→ Description of the task
Copy out the whole listing below exactly.

→ Dataset entries
-------

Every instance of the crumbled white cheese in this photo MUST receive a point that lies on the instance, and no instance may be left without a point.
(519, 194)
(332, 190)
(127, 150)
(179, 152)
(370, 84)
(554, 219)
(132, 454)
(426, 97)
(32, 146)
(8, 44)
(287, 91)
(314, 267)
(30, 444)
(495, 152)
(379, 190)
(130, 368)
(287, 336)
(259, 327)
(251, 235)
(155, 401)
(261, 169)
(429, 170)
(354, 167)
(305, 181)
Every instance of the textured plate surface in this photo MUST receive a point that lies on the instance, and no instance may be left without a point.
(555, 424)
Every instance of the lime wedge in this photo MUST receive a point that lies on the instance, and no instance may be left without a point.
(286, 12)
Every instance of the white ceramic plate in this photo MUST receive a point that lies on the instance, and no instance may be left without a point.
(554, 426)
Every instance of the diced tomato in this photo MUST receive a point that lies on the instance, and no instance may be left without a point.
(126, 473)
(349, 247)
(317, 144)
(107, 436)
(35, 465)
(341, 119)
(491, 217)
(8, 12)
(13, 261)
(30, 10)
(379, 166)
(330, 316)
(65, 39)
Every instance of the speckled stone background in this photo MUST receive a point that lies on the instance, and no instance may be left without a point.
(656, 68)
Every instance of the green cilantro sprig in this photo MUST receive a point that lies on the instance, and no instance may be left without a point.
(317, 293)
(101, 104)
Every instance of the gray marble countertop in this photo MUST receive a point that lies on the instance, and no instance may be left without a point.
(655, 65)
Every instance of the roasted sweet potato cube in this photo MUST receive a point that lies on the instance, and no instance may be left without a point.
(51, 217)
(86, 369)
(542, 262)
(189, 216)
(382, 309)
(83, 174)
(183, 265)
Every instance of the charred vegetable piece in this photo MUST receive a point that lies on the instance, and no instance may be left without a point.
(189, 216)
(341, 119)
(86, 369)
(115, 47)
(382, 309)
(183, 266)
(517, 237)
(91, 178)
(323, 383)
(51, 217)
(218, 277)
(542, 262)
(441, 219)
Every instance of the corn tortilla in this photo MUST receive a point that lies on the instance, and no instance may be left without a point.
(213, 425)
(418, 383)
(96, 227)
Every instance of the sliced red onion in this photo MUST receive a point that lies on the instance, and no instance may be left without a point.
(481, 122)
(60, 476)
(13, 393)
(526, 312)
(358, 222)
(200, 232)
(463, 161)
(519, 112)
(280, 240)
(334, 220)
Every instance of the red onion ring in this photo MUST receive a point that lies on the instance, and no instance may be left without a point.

-------

→ Solution to this problem
Every instance of the crumbled white cheese in this photo MUST receive a point that lies on the instance, and no instance may be left without a point.
(519, 194)
(332, 190)
(127, 150)
(179, 152)
(370, 84)
(554, 219)
(132, 454)
(426, 97)
(32, 146)
(8, 44)
(287, 91)
(314, 267)
(30, 444)
(495, 152)
(379, 190)
(130, 368)
(287, 336)
(259, 327)
(251, 235)
(155, 401)
(261, 169)
(429, 170)
(354, 167)
(305, 181)
Every instance of the textured plate surface in this photo MUST receive a point that lies on the instance, and no instance may be left without a point.
(555, 424)
Every instance of the lime wedge in this photo MUST receive a point that lies on the instance, and no instance may be left without a point.
(286, 12)
Every instance of the white ceramic plate in this photo MUST receive a point that lies on the instance, and no instance may be left without a point.
(554, 426)
Every instance of the diced tomato in this photo MUST receive a point that lies on the instance, and no instance may be left without a point.
(126, 473)
(349, 247)
(317, 144)
(107, 436)
(35, 465)
(341, 119)
(491, 217)
(8, 12)
(13, 261)
(30, 10)
(379, 166)
(330, 316)
(65, 39)
Every instance of the speckled stone background in this photo MUST receive a point that lies on the instance, and no instance may be left without a point.
(656, 68)
Every instance of the green cilantro sprig in this photo MUST receive a point that lies on the instance, and no instance may be left without a point.
(317, 293)
(101, 104)
Every instance of the gray marble countertop in this photo MUST receive a point that lies on the instance, and no instance may be left without a point.
(655, 65)
Every instance of the roasted sweet potato cube in this photo MUST receive a point that lies on the instance, and no instance may be left without a point.
(51, 217)
(86, 369)
(542, 262)
(189, 216)
(382, 309)
(83, 174)
(183, 265)
Every instance of the charred vegetable piece in this photo MUST receive a point that lies on the instance, and no instance may be left without a point.
(189, 216)
(341, 119)
(86, 369)
(115, 47)
(382, 309)
(183, 266)
(517, 237)
(91, 178)
(323, 383)
(51, 217)
(218, 277)
(542, 262)
(441, 219)
Every instance of the corn tortilla in this photo MUST receive a point that lies on the instance, and no instance may be left without a point.
(213, 425)
(418, 383)
(96, 227)
Every instance of the sliced red onion in this photo MUST receive a point that lies on the instance, and no instance may be left without a point.
(481, 122)
(60, 476)
(13, 393)
(526, 312)
(358, 222)
(200, 232)
(463, 161)
(519, 112)
(280, 240)
(334, 220)
Every instance of the red onion ring in this photo MUST receive a point that lies on the instance, and no instance may be left without a point.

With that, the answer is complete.